BEGIN Page extract

The script should last around 30 seconds.

Note

To get example_files, you need to have git lfs installed and download them. More information on Git LFS.

sudo apt install git-lfs
git lfs install
git lfs fetch

Script input files and data

  • The BAM file (-f) from analysis and its index, the presence of a cigar with =/X (match; substitution), a MD tag or a cs tag is recommended. Some analysis won't be available without. The use of HiFi reads should be preferred as short or noisy reads might give confusing results.

Tip

If your BAM file does not contain equal CIGAR format or a CS/MD tag, you can recalculate this tag without relaunching the analysis completely if you have the bam file and the assembly like:

samtools calmd -b -@ 28 full.bam assembly.fasta > align.bam

Then you can use the new BAM file to have full results in the software.

END Page extract

### [Problems to work on]
• 1. Echo the stretch of the BAM input notes from "Script input files" through "give confusing results." word for word.
• 2. Duplicate all of the entries below line for line, leaving the pictures out.

BEGIN Data provided

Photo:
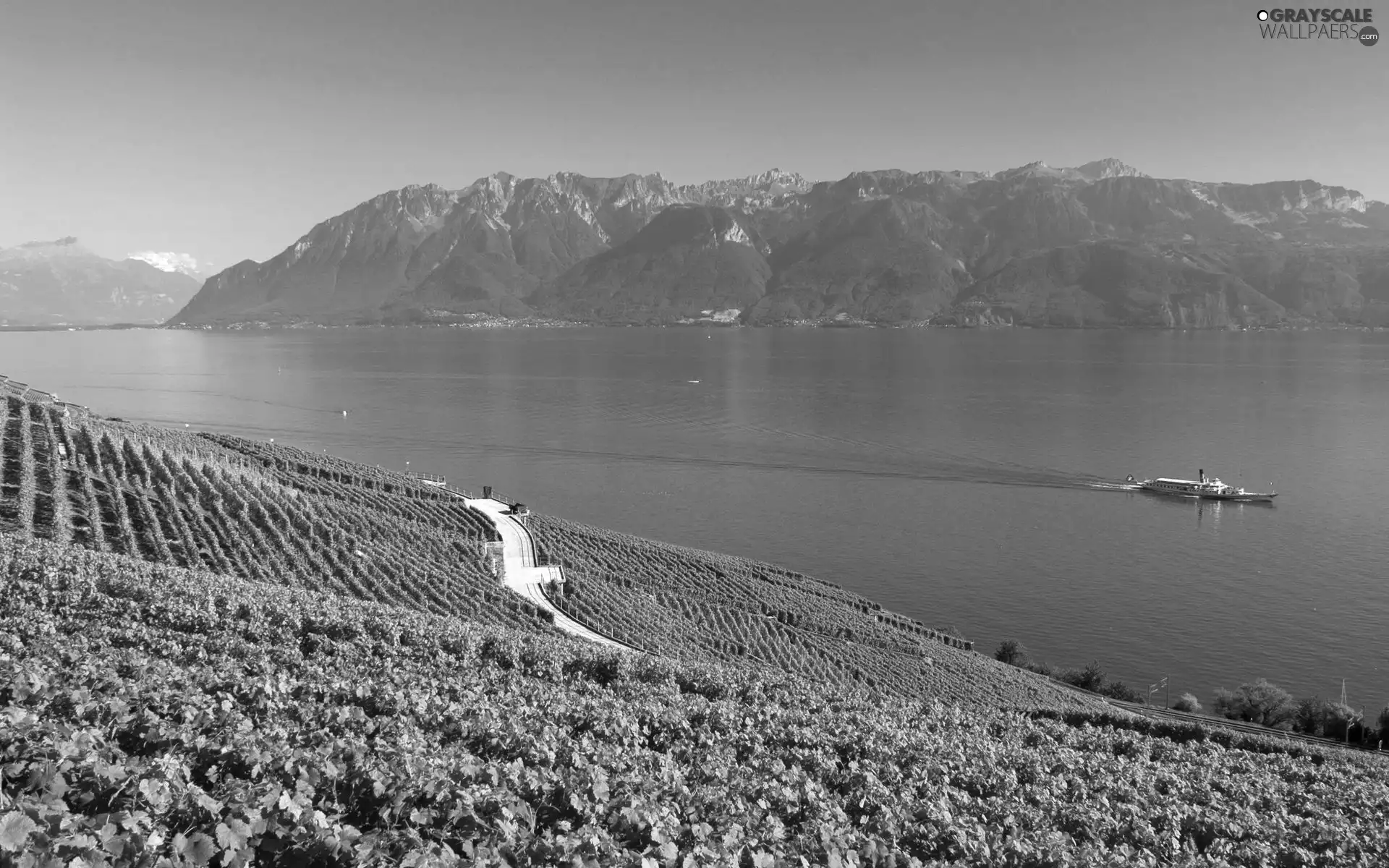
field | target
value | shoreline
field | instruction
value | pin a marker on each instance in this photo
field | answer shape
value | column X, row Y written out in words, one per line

END Data provided

### [Exercise responses]
• 1.
Script input files and data

  • The BAM file (-f) from analysis and its index, the presence of a cigar with =/X (match; substitution), a MD tag or a cs tag is recommended. Some analysis won't be available without. The use of HiFi reads should be preferred as short or noisy reads might give confusing results.

• 2.
Photo:
field | target
value | shoreline
field | instruction
value | pin a marker on each instance in this photo
field | answer shape
value | column X, row Y written out in words, one per line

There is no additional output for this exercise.